**REQUIRED ACTIONS:**
1. Answer these questions about the passage on high-altitude sampling:
(a) What does the writer suspect most micro-organisms said to be caught at high altitude really come from?
(b) What pressure does the writer compare against 1 bar on the ground?
(c) According to point B, where should the biological experiments be done?
2. Carry on the passage about sampling micro-organisms at high altitude from the point where it ends.
-- PASSAGE SHOWN follows --
I have strong suspicions that most micro-organisms that are claimed to be captured at high altitude are in fact the result of lab contamination back on the ground or contamination off the balloon or experiment package. Even if you could efficiently sterilise both, they are still going to ascend through the troposphere on the way up, which is laden with bugs anyway. I give an example below which i is mainly a microbiological argument.
Finally, sampling missions to date, as far as I have read so far, made no allowances for atmospheric pressure - I can't believe bacteria grow the same at 0.01 bar versus 1 bar on the ground.
So, to sample at high altitude, IMHO, you need:
A) to be able to re-sterilise in flight after passing up through the troposhock, or jettison some sort of disposable cover to reveal a sterilised sampling vessel
B) carry out your biological experiments whilst at altitude to rule out post-flight lab contamination
C) find some way of preventing air flowing from the balloon canopy or experment gondola from reaching the sampling vessel
D) capture the samples completely airtight so they stay at 0.01 bar for instance throughout the descent back to the ground and/or (B)
-- PASSAGE SHOWN concluded --
-- DATASET ENTRIES follows --
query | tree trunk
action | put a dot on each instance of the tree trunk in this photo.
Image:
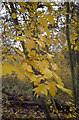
(70, 53)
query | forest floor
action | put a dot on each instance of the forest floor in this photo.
(17, 104)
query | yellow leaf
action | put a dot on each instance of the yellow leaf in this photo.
(50, 18)
(7, 69)
(20, 38)
(27, 33)
(23, 4)
(19, 71)
(54, 66)
(47, 73)
(76, 48)
(40, 42)
(14, 15)
(22, 10)
(9, 34)
(52, 88)
(29, 44)
(19, 32)
(57, 78)
(26, 66)
(64, 89)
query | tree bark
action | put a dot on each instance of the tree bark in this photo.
(70, 53)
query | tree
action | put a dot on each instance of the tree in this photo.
(33, 30)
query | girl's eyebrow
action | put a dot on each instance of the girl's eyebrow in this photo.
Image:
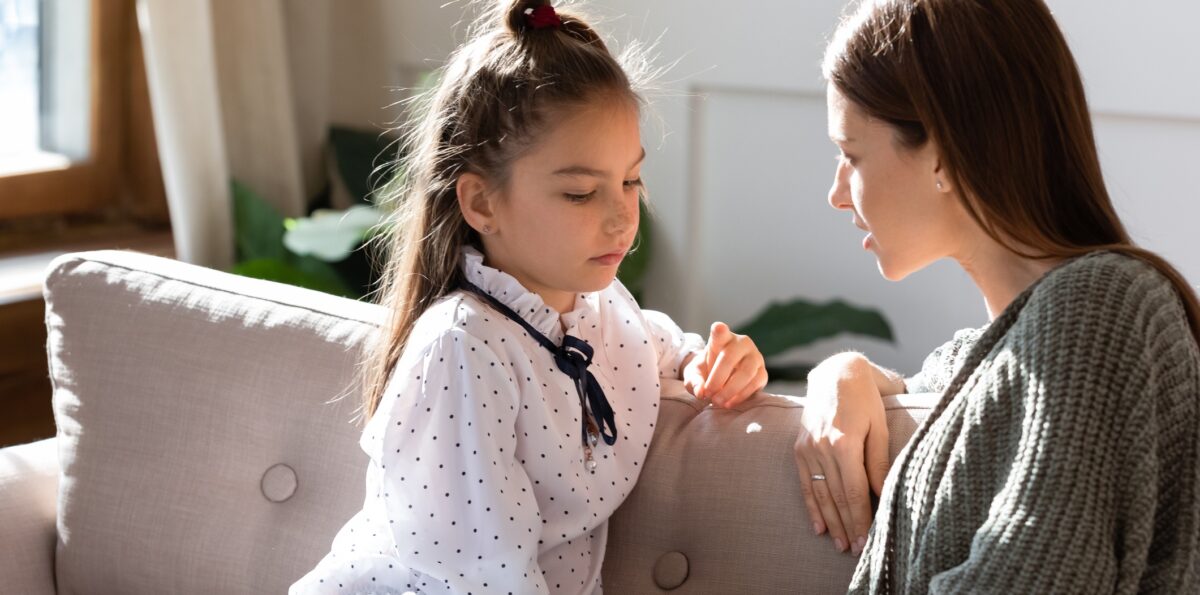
(592, 172)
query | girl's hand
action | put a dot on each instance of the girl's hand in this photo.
(844, 438)
(727, 371)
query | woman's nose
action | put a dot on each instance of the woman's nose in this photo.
(839, 193)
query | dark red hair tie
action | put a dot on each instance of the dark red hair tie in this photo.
(543, 17)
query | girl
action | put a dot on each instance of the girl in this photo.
(517, 383)
(1065, 454)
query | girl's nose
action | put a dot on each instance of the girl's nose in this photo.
(623, 215)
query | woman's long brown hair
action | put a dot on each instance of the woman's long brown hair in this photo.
(996, 86)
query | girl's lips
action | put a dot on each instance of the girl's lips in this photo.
(610, 258)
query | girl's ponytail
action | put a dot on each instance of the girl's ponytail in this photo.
(496, 95)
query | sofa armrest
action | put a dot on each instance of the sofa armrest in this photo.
(29, 485)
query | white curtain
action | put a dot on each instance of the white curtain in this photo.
(225, 108)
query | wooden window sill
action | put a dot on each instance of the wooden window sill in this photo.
(22, 271)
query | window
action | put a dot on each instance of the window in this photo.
(64, 67)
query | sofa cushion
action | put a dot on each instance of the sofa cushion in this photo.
(181, 395)
(720, 491)
(204, 448)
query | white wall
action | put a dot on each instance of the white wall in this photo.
(739, 163)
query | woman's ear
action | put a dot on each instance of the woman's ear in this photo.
(475, 203)
(941, 178)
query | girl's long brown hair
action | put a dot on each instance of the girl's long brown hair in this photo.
(492, 100)
(995, 85)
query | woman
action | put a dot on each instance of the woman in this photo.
(1065, 452)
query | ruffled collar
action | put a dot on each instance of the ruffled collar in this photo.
(529, 305)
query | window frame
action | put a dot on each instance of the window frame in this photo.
(94, 184)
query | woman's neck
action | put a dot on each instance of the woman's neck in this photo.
(1000, 274)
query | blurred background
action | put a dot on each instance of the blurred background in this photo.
(125, 124)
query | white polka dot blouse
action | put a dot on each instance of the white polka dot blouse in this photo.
(479, 481)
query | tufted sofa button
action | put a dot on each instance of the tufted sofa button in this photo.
(279, 482)
(671, 570)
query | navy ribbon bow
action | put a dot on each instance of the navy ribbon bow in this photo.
(573, 358)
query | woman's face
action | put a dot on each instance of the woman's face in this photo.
(893, 192)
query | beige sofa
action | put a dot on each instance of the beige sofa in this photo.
(202, 448)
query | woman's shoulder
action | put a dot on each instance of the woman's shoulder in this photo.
(1103, 286)
(1108, 274)
(1116, 308)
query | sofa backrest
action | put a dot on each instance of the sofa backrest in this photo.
(205, 449)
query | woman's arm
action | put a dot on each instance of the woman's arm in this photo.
(844, 438)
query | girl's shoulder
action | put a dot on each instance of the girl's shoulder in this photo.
(457, 314)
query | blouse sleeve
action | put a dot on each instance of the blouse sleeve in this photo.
(941, 365)
(460, 506)
(671, 343)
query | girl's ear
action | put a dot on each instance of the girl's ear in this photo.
(475, 203)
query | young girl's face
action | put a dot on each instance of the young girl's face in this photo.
(569, 212)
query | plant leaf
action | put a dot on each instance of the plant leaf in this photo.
(258, 227)
(781, 326)
(633, 269)
(309, 274)
(331, 235)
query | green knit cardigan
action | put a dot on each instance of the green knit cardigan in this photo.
(1065, 454)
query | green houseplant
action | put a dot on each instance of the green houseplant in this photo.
(325, 252)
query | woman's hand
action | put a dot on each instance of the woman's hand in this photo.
(841, 451)
(727, 371)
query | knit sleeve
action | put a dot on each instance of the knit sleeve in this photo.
(1081, 502)
(940, 366)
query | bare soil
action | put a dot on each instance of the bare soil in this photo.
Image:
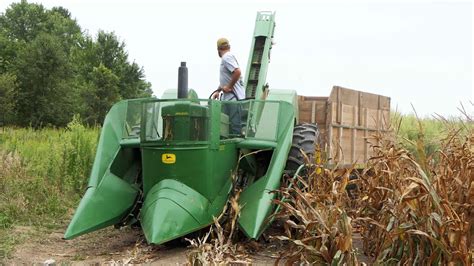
(104, 247)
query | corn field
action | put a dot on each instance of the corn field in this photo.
(410, 205)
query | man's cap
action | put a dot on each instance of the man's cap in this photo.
(222, 43)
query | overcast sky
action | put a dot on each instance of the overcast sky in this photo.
(419, 53)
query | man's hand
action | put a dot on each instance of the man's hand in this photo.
(226, 88)
(215, 95)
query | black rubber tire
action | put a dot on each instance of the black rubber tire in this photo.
(305, 137)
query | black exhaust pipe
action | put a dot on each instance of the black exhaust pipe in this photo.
(183, 81)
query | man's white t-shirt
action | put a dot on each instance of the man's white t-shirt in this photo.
(228, 65)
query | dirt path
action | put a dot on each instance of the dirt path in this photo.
(108, 246)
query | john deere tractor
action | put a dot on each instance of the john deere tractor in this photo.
(170, 164)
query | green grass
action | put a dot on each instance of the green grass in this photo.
(43, 174)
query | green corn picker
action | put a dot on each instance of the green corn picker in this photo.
(170, 164)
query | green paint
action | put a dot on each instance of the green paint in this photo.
(168, 163)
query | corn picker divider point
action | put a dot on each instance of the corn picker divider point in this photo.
(168, 163)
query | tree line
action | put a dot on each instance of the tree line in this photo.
(50, 69)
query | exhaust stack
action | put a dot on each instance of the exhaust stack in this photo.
(183, 81)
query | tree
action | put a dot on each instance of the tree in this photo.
(58, 68)
(8, 87)
(101, 94)
(44, 74)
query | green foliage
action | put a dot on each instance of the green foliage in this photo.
(58, 68)
(44, 172)
(102, 92)
(427, 132)
(44, 95)
(7, 87)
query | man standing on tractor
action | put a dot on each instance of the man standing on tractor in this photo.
(231, 84)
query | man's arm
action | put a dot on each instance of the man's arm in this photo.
(235, 77)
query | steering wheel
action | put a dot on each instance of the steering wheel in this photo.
(214, 92)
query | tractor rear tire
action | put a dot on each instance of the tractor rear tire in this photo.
(306, 137)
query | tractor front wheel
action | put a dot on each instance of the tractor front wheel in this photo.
(306, 141)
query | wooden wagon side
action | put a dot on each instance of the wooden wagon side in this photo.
(346, 119)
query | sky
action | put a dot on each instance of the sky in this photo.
(416, 53)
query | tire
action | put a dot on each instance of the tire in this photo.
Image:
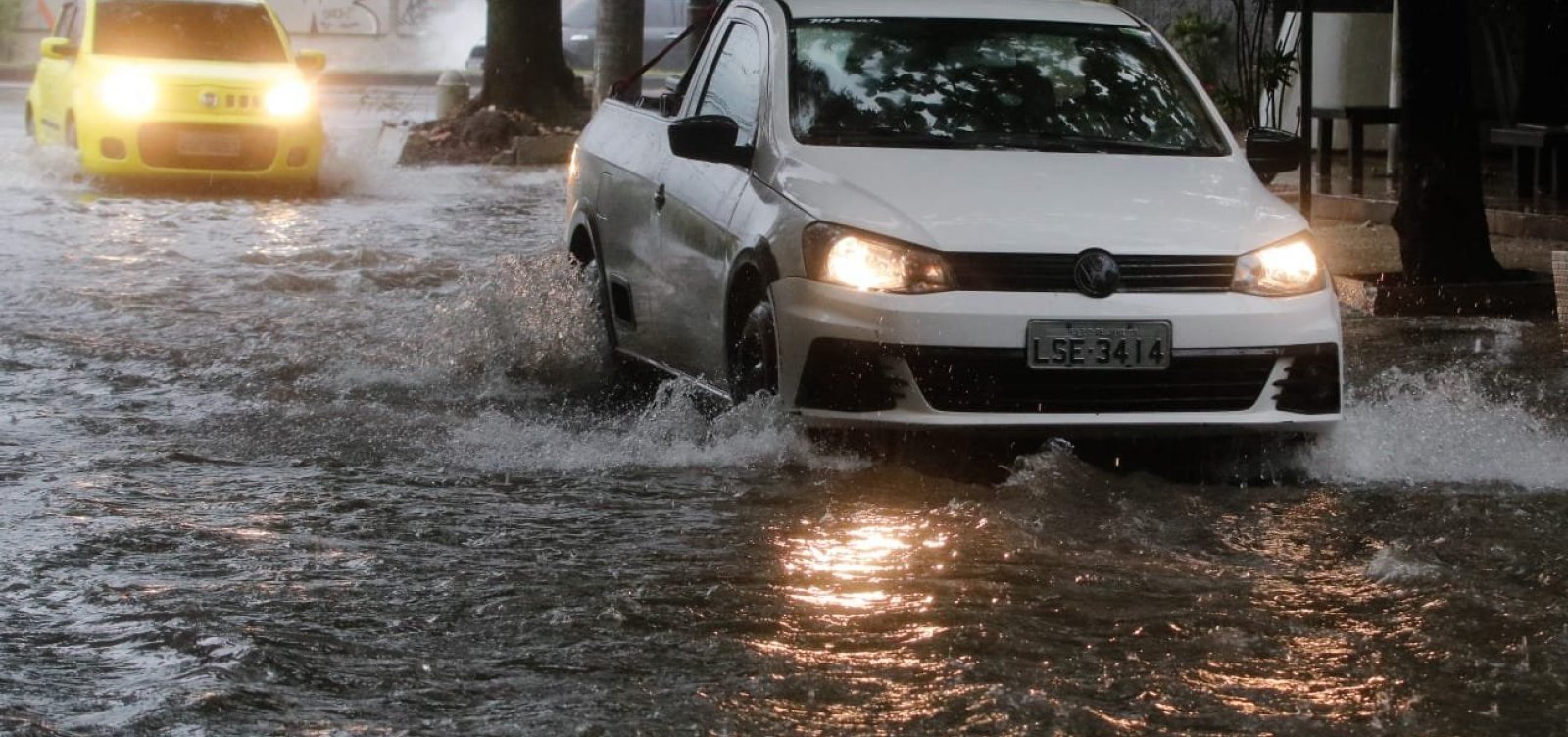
(755, 355)
(609, 360)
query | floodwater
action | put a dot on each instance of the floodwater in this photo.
(339, 467)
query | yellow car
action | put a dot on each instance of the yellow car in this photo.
(179, 88)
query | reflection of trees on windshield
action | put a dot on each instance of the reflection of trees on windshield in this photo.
(988, 83)
(180, 30)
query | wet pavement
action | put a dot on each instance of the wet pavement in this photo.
(342, 467)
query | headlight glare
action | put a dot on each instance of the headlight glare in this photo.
(858, 261)
(129, 93)
(289, 99)
(1286, 269)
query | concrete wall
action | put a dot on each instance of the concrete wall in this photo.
(1350, 67)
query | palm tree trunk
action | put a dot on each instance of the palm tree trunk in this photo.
(524, 67)
(1442, 217)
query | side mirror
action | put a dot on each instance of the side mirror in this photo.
(311, 60)
(710, 138)
(1274, 151)
(57, 47)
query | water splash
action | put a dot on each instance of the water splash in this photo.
(1443, 427)
(673, 431)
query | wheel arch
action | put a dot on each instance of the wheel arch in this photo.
(582, 239)
(750, 274)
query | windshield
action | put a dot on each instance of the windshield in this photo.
(187, 30)
(993, 83)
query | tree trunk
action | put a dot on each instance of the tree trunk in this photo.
(1442, 219)
(618, 47)
(524, 67)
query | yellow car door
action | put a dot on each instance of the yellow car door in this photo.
(55, 71)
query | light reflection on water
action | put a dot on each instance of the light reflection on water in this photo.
(380, 517)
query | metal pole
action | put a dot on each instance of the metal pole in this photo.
(1306, 107)
(618, 46)
(1396, 85)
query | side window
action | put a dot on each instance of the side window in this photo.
(67, 20)
(74, 31)
(734, 86)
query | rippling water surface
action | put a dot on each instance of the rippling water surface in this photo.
(341, 467)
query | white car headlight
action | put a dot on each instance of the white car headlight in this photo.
(869, 264)
(129, 93)
(1285, 269)
(289, 99)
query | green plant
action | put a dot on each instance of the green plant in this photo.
(10, 15)
(1262, 68)
(1203, 41)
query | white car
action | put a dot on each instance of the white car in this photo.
(921, 214)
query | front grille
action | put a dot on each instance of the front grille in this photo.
(1054, 271)
(1311, 381)
(161, 148)
(849, 376)
(987, 380)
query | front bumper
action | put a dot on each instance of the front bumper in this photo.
(149, 148)
(956, 361)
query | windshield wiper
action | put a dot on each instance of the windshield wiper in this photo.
(1074, 145)
(882, 137)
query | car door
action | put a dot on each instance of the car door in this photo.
(54, 75)
(697, 240)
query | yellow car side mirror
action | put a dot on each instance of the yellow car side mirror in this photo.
(57, 47)
(311, 60)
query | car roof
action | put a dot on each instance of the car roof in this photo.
(1076, 12)
(192, 2)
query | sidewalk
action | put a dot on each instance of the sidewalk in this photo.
(1366, 248)
(1542, 217)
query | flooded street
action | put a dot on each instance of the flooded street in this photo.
(342, 467)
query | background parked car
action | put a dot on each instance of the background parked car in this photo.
(662, 23)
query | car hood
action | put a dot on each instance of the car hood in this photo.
(204, 73)
(1023, 201)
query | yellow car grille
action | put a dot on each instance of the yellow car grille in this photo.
(212, 99)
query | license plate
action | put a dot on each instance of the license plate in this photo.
(209, 145)
(1053, 344)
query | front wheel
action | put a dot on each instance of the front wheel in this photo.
(755, 357)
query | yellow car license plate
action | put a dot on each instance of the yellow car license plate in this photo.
(1054, 344)
(209, 145)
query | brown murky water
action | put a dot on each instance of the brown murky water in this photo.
(337, 467)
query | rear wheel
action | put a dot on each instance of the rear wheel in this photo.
(600, 292)
(755, 355)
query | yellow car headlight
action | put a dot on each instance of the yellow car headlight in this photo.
(129, 93)
(1285, 269)
(289, 99)
(869, 264)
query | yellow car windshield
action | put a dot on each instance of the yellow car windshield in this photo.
(187, 30)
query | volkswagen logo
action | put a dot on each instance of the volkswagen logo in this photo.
(1097, 273)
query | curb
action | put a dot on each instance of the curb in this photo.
(1510, 223)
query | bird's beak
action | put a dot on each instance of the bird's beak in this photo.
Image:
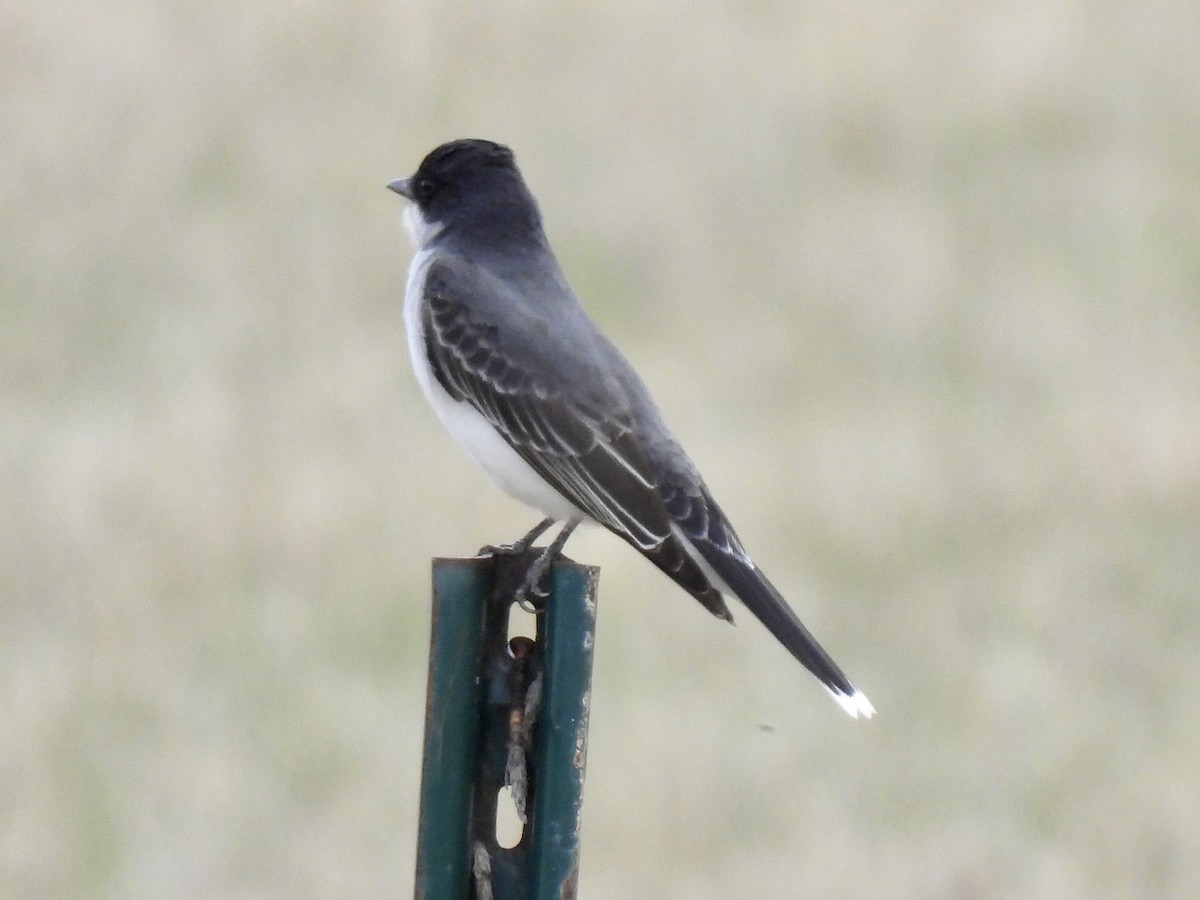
(402, 186)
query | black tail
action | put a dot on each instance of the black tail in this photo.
(761, 598)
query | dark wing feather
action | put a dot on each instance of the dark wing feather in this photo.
(574, 426)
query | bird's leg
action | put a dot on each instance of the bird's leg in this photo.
(519, 546)
(532, 591)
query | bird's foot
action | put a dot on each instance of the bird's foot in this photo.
(516, 547)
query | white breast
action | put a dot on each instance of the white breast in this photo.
(466, 424)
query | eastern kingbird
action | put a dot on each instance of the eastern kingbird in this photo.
(552, 412)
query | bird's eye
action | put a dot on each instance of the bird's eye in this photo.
(425, 189)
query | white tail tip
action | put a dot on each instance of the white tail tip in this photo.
(856, 703)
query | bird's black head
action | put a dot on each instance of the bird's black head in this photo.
(472, 185)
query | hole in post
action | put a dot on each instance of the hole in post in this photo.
(522, 623)
(509, 826)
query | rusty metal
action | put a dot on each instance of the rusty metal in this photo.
(505, 715)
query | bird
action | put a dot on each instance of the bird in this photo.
(546, 405)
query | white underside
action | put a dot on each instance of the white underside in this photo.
(468, 426)
(491, 451)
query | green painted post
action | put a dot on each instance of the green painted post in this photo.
(567, 633)
(474, 687)
(451, 727)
-- DATASET ENTRIES concluded --
**RESULTS FOR EACH TASK:**
1.
(a) Lab contamination back on the ground, or contamination off the balloon or experiment package.
(b) 0.01 bar.
(c) At altitude, to rule out post-flight lab contamination.

2.
Here's my preliminary design ideas for each point as a molecular biologist:
A) use a germicidal UVC light source such as UVC 260nm LEDs, to both blast the sampling port and any pipework for the molecular biology within.
B) my forte - I automate labs terrestially for a living. I'd like to make a miniature pipetting robot
D) do (B) but be very careful of vapour pressure at this altitude - water and reagents will boil at 3-4'C. Stray heat from the electronics. Might be enough to boil the samples dry therefore. It might be safer to pressurise the samples just a little bit, say 10s of mBar, with something inert like Argon.
What about (C)?
Well, this is what I thought of whilst washing up! Could you generate a vortex ring state around your sampling port? As I understand it, VRS is a toroidal body of moving air that self-circulates within itself and is therefore stable over distance. This is the principle behind "air bazookas" which are fun toys for blasting friends with intense bursts of air from some distance away. I think smoke rings are VRS' for instance. Wikipedia has quite a good description!
If you could generate essentially continuous or pulsed VRS, you could essentially exclude air currents and contamination from elsewhere on the balloon. Since VRS' travel in a stable manner over distance, this presumably prevents any recontamination from eddies nearby the balloon. Effectively you might have a "clean" sampling corridor down the middle of the toroids?
You could achieve the same thing with a long pipe, but then - how do carry the weight and how do you sterilise the pipe? And presumably you have to stick it out sideways, not downwards, since most contamination from the balloon will drift downwards under gravity (presumably?)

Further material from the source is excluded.